======== Supplied records ========

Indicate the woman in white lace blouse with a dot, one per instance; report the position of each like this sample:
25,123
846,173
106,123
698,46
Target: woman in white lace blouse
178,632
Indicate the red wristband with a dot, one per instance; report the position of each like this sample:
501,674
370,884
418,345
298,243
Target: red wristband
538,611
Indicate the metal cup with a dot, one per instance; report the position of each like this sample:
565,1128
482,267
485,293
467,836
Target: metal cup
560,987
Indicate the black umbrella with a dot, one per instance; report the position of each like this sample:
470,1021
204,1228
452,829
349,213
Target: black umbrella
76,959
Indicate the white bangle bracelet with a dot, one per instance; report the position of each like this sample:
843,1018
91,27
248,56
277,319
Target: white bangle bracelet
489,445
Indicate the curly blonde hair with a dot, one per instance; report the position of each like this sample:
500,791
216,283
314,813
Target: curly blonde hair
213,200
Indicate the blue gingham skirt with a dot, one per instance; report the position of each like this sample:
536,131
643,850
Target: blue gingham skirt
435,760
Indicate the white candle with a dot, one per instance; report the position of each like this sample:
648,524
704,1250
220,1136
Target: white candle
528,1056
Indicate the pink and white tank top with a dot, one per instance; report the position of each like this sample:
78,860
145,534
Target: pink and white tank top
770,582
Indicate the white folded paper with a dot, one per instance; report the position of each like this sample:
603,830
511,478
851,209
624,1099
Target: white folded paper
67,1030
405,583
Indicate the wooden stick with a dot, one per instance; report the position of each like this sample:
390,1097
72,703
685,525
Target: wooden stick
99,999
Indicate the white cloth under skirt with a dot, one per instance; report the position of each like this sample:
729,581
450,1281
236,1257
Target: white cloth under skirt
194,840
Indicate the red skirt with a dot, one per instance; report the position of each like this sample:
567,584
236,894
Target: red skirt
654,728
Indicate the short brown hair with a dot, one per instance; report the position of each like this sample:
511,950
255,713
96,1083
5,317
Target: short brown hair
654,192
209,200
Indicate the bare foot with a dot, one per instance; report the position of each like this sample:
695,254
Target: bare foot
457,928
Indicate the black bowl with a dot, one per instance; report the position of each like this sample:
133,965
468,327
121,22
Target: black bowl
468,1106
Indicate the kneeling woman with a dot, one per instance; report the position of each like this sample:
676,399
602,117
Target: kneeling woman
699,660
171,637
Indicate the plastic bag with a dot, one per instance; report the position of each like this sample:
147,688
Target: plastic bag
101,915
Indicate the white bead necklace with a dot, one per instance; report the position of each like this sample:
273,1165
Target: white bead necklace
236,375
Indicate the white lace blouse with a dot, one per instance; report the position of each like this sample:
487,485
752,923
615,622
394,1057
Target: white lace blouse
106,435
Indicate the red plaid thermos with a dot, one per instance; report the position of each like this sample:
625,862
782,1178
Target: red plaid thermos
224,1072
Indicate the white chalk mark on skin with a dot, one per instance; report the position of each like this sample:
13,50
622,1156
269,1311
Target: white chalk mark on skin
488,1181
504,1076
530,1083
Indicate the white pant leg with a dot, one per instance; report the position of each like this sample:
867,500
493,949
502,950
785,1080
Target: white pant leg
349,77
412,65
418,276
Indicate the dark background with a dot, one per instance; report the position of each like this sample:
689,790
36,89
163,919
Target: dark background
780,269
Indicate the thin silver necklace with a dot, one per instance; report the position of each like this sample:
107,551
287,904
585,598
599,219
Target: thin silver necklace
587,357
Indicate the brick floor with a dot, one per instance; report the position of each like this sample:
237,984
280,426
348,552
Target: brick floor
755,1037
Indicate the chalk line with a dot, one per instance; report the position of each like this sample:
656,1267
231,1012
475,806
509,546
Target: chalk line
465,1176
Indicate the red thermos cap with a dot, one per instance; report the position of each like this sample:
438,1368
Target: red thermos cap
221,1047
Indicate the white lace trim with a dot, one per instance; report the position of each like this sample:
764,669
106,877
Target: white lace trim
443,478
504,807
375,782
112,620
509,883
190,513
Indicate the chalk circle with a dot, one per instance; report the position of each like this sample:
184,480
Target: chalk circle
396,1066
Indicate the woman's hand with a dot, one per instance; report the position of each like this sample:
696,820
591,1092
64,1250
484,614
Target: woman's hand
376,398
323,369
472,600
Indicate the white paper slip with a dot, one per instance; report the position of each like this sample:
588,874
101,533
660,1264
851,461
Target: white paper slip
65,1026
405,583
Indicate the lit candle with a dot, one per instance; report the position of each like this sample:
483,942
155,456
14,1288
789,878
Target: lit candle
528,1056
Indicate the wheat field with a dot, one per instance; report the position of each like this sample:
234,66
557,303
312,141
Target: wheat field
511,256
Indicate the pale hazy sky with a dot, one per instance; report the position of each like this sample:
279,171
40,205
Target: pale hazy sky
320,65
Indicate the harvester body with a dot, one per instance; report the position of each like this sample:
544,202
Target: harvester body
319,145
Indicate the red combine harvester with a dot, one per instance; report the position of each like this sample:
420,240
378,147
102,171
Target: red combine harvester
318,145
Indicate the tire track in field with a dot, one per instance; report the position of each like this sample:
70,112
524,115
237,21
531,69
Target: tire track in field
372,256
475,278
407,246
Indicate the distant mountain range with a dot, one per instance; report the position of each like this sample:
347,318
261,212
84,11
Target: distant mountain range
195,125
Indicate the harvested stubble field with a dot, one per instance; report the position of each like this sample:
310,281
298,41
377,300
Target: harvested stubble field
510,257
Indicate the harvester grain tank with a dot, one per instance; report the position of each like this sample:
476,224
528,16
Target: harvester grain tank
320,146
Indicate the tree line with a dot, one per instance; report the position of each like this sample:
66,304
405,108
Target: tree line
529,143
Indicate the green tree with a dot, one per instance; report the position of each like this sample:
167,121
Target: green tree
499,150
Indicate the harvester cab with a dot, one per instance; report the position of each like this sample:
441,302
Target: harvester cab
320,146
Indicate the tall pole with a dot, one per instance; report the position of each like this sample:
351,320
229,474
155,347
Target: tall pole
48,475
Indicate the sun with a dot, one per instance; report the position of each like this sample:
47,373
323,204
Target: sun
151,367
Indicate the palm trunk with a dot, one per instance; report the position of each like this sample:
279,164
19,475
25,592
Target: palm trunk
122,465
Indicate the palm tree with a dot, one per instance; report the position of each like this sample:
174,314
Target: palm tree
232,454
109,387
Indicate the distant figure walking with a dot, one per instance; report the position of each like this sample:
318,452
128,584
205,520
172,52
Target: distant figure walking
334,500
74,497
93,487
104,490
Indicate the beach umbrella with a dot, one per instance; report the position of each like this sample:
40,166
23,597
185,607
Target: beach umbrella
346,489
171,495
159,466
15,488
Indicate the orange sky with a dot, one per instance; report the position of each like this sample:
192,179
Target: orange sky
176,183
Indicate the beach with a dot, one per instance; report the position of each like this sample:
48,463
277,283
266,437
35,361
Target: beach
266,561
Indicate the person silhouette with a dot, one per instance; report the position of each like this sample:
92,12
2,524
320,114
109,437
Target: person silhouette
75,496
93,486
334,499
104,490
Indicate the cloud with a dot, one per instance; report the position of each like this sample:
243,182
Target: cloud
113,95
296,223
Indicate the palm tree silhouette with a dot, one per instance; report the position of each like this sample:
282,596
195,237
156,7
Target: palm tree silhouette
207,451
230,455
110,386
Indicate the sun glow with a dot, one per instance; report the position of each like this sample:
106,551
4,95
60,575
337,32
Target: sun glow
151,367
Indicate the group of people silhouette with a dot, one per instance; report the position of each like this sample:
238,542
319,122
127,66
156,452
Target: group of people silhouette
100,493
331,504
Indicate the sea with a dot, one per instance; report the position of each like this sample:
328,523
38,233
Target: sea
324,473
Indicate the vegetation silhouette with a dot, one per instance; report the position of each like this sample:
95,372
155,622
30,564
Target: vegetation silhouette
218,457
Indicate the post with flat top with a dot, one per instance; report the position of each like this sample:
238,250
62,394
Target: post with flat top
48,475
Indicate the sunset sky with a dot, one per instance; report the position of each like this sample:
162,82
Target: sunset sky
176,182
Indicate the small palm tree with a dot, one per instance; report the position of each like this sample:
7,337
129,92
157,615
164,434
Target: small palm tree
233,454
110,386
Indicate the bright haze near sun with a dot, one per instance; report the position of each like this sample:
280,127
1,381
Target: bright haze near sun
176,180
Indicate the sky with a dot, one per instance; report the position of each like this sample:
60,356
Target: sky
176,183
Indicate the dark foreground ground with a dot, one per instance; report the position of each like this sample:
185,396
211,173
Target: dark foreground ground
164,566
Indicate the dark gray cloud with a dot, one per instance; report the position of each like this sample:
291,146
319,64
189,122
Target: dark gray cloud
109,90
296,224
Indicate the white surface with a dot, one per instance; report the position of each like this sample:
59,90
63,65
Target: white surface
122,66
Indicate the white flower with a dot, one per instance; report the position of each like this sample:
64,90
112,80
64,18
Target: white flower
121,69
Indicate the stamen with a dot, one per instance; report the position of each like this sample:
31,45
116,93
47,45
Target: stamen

========

- [Stated task] Starting with the line that contains "Indicate the dark gray" and going on through the last of the lines, write them out again with "stamen" swapped for "pistil". Leave everything else unchanged.

- [Full answer]
Indicate the dark gray cloud with a dot, one per instance; report the position of each like this sample:
291,146
319,64
189,122
Target: dark gray cloud
109,90
296,224
Indicate the white surface with a dot, one per instance; report the position of each like this sample:
59,90
63,65
Target: white surface
122,66
Indicate the white flower with a dot, one per instance; report the position of each like this sample:
64,90
112,80
64,18
Target: white flower
121,69
Indicate the pistil with a dot, one per instance; report the position of each like this sample:
31,45
116,93
47,45
Target: pistil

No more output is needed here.